Deine Aufgabe.
Schreib den Text über das neue Airbus-Zentrum in Immenstaad nach seinem letzten Satz weiter.

Vorgegebener Text.

__________________________________________________

Heute geht für Schwaben ein Traum in Erfüllung. Ihnen ist es gelungen, einen sauberen und blitzblanken Raum zu schaffen und das ohne Kehrwoche.

Ministerpräsident Winfried Kretschmann

Mit diesem Beginn seines Grußwortes hatte Winfried Kretschmann (Grüne) die Lacher auf seiner Seite. Ganz ohne Flachs nannte der Ministerpräsident das 45 Millionen Euro teure ITC (Integrated Technology Centre) am Airbus-Standort in Immenstaad bei Friedrichshafen eine wichtige Investition für die Region und die Raumfahrt in Baden-Württemberg. Der grüne Politiker würdigte die Qualität der Klimadaten, die dank der Satelliten-Technik vom Bodensee mittlerweile vorlägen und die den „Spielraum für Ausreden beim Kampf gegen den Klimawandel“ immer kleiner machten.

__________________________________________________

Einträge mit Positionsangaben
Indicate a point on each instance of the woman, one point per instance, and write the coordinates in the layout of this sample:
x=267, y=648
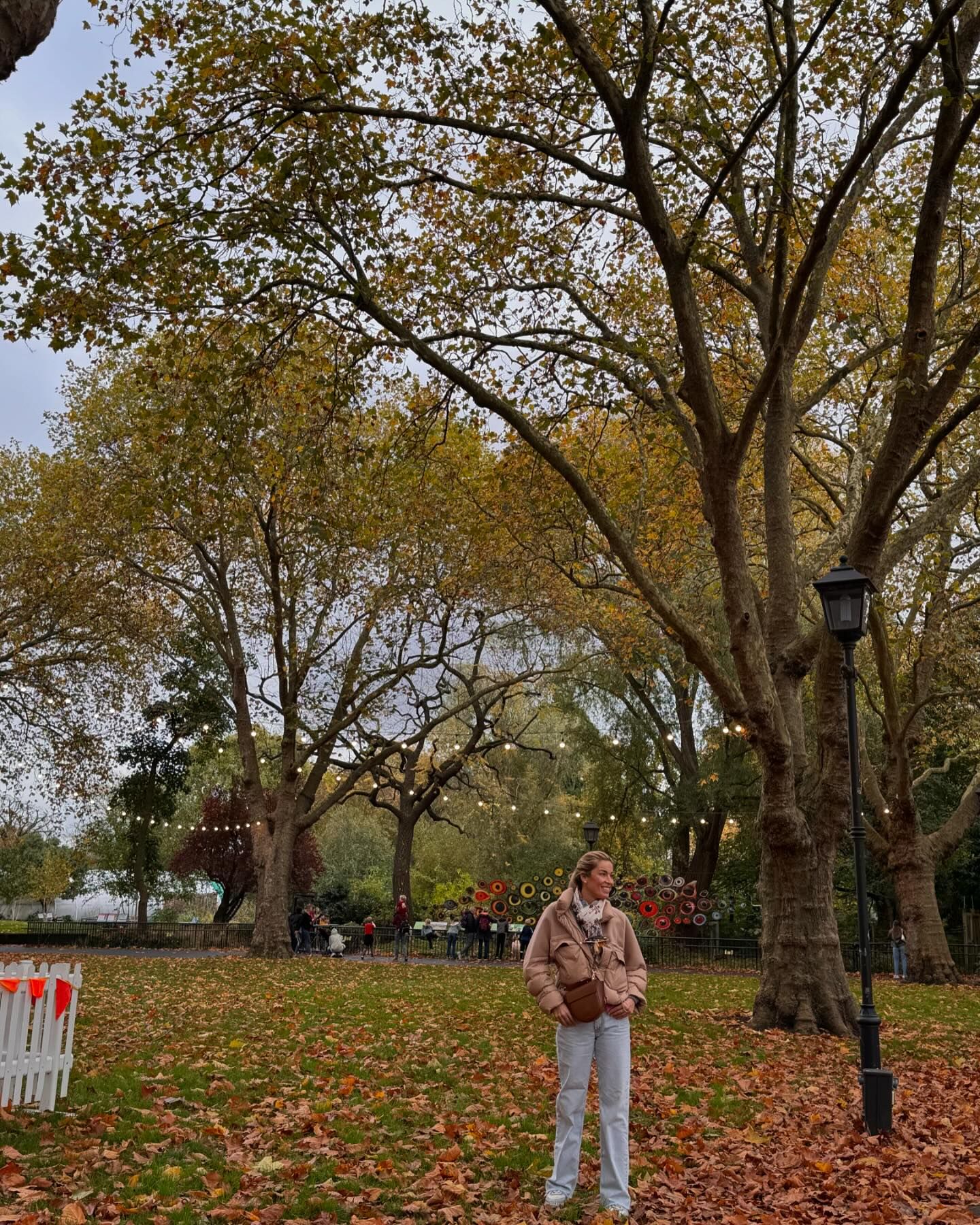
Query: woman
x=578, y=937
x=453, y=936
x=900, y=958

__________________________________________________

Lösung.
Acht Satelliten gleichzeitig

Das ITC ist ein klares Bekenntnis des deutsch-französischen Konzerns Airbus zum Standort Immenstaad. Über 2200 Menschen arbeiten dort, davon 1100 für die Raumfahrtsparte, die konzernweit im Jahr 2018 rund elf Milliarden Euro Umsatz gemacht hat. Mit dem neuen, insgesamt 4200 Quadratmeter großen Gebäude sieht sich Standortleiter Dietmar Pilz für die Zukunft gut aufgestellt. In seinem Herzstück, dem Reinraum, können auf 2100 Quadratmetern Grundfläche bis zu acht Satelliten gleichzeitig integriert werden, also – etwas salopp gesagt – zusammengebaut. Derzeit stehen dort fünf Allflugkörper und zwei Radarinstrumente mit einer Länge bis zu 12,3 Metern. Auftragsvolumen: 1,2 Milliarden Euro.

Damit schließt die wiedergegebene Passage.